### PROBLEM:
Can you transcribe every record below exactly as it appears?

--- START OF DATA PROVIDED ---

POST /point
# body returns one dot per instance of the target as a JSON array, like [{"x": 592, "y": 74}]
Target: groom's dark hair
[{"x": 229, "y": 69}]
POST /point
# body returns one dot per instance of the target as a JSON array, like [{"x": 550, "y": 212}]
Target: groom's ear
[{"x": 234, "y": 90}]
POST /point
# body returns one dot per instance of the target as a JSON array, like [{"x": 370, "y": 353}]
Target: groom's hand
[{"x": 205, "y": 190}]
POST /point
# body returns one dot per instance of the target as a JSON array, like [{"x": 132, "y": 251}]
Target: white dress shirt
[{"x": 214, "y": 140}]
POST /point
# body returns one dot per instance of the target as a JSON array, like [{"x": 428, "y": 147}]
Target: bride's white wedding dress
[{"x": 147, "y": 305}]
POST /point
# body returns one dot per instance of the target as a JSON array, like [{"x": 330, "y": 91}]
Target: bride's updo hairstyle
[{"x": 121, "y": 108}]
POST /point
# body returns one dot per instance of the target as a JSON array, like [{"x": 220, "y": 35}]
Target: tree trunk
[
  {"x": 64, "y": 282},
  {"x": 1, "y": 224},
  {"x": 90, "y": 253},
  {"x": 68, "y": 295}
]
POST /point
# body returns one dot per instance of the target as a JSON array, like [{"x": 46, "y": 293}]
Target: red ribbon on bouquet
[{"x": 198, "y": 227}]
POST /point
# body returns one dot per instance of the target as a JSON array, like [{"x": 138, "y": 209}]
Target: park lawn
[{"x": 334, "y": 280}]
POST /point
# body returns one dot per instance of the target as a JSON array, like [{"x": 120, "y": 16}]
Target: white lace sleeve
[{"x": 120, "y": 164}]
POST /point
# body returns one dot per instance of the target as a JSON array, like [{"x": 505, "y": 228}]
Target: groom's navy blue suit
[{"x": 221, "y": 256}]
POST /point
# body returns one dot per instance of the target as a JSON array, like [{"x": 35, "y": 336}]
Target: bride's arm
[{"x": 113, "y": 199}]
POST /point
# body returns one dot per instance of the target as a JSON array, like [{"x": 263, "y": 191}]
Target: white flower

--- END OF DATA PROVIDED ---

### THE COMPLETED TASK:
POST /point
# body returns one dot per instance of the target as a JSON array, like [{"x": 592, "y": 74}]
Target: groom's dark hair
[{"x": 229, "y": 69}]
POST /point
# body returns one dot per instance of the target as a JSON array, like [{"x": 550, "y": 212}]
Target: groom's ear
[{"x": 234, "y": 90}]
POST /point
# body returns one dot per instance of the target as a JSON array, like [{"x": 370, "y": 353}]
Target: groom's hand
[{"x": 205, "y": 190}]
POST /point
# body returns one dot per instance of the target as a JSON array, like [{"x": 132, "y": 251}]
Target: white dress shirt
[{"x": 214, "y": 140}]
POST /point
# body returns one dot per instance of the target as a JSON array, like [{"x": 428, "y": 147}]
Target: bride's white wedding dress
[{"x": 147, "y": 305}]
POST /point
# body returns one dot per instance of the target as a JSON array, like [{"x": 330, "y": 91}]
Target: bride's updo hairstyle
[{"x": 121, "y": 108}]
POST /point
# body returns one dot per instance of the target as a JSON array, like [{"x": 220, "y": 35}]
Target: tree trunk
[
  {"x": 64, "y": 282},
  {"x": 1, "y": 224},
  {"x": 90, "y": 253},
  {"x": 68, "y": 295}
]
POST /point
# body returns one dot per instance of the target as a JSON array, like [{"x": 46, "y": 293}]
Target: red ribbon on bouquet
[{"x": 198, "y": 227}]
POST /point
# body returns one dot per instance of the target as a JSON array, like [{"x": 138, "y": 209}]
Target: park lawn
[{"x": 334, "y": 280}]
POST /point
# body returns one dot per instance of the target as a JSON array, like [{"x": 120, "y": 16}]
Target: white lace sleeve
[{"x": 120, "y": 164}]
POST /point
# body returns one dot per instance of the target as a JSON array, like [{"x": 505, "y": 228}]
Target: groom's navy blue suit
[{"x": 221, "y": 256}]
POST /point
# body returns one dot per instance of the target as a JSON array, like [{"x": 35, "y": 336}]
Target: bride's arm
[{"x": 113, "y": 199}]
POST /point
# body returns one dot per instance of the target as a JSON array, like [{"x": 263, "y": 191}]
Target: white flower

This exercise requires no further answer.